▶ [Provided text]
— begin —

Handlers provide a very flexible and powerful callback mechanism to enable the reverser to observe, modify, or change certain points of execution. Eight primary handlers are exposed from PyEmu: register handlers, library handlers, exception handlers, instruction handlers, opcode handlers, memory handlers, high-level memory handlers, and the program counter handler. Let's quickly cover each, and then we'll be on our way to some real use cases.
Register handlers are used to watch for changes in a particular register. Anytime the selected register is modified, your handler will be called. To set a register handler you use the following prototype:
set_register_handler( register, register_handler_function ) set_register_handler( "eax ", eax_register_handler )
Once you have set the handler, you need to define the handler function, using the following prototype:
def register_handler_function( emu, register, value, type ):
When the handler routine is called, the current PyEmu instance is passed in first, followed by the register that you are watching and the value of the register. The type parameter is set to a string to indicate either read or write. This is an incredibly powerful way to watch a register change over time, and it also allows you to change the registers inside your handler routine if required.

— end —

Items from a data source

— begin —

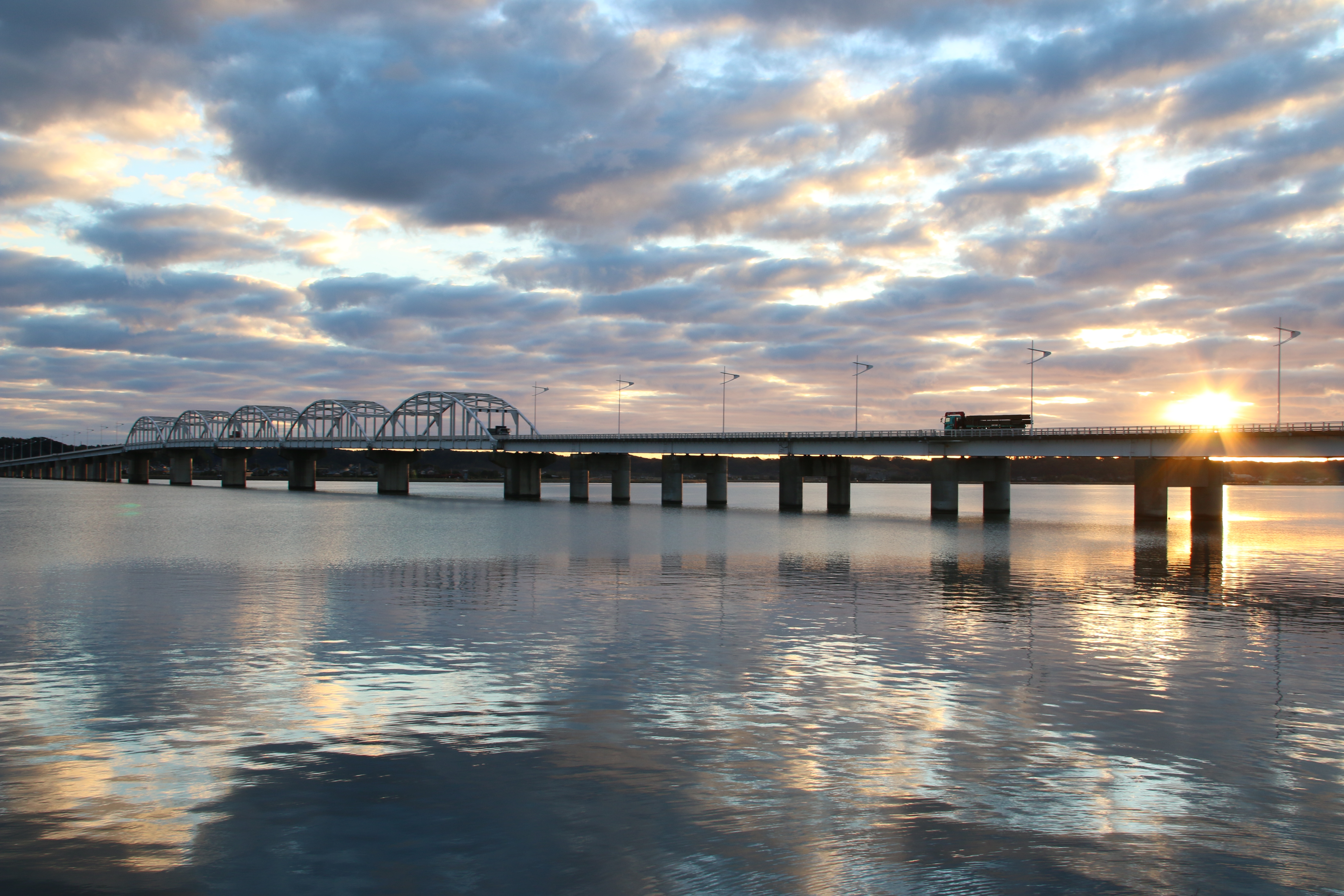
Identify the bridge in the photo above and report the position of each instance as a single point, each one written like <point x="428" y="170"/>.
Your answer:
<point x="1164" y="456"/>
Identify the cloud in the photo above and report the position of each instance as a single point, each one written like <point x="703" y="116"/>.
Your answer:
<point x="37" y="171"/>
<point x="160" y="236"/>
<point x="612" y="269"/>
<point x="1013" y="194"/>
<point x="654" y="190"/>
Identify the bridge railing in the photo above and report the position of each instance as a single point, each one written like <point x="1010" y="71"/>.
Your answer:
<point x="941" y="436"/>
<point x="153" y="433"/>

— end —

▶ [Problems]
1. Answer these questions from the passage on PyEmu handlers:
(a) How many primary handlers does PyEmu expose?
(b) When is a register handler called?
(c) What does the type parameter of a register handler function indicate?
2. Carry on the passage on PyEmu handlers from its final sentence.

▶ [Outputs by task]
1.
(a) Eight.
(b) Anytime the selected register is modified.
(c) It is a string that indicates either read or write.

2.
Library handlers allow PyEmu to trap any calls to external libraries before the actual call takes place. This allows the emulator to change how the function call is made and the result it returns. To install a library handler, use the following prototype:
set_library_handler( function, library_handler_function ) set_library_handler( "CreateProcessA", create_process_handler )
Once the library handler is installed, the handler callback needs to be defined, like so:
def library_handler_function( emu, library, address ):
The first parameter is the current PyEmu instance. The library parameter is set to the name of the function that was called, and the address parameter is the address in memory where the imported function is mapped.
You should be fairly familiar with exception handlers from Chapter 2. They operate much the same way inside the PyEmu emulator; any time an exception occurs, the installed exception handler will be called. Currently, PyEmu supports only the general protection fault, which allows you to handle any invalid memory accesses inside the emulator. To install an exception handler, use the following prototype:
set_exception_handler( "GP", gp_exception_handler )
The handler routine needs to have the following prototype to handle any exceptions passed to it:
def gp_exception_handler( emu, exception, address ):
Again, the first parameter is the current PyEmu instance, the exception parameter is the exception code that is generated, and the address parameter is set to the address where the exception occurred.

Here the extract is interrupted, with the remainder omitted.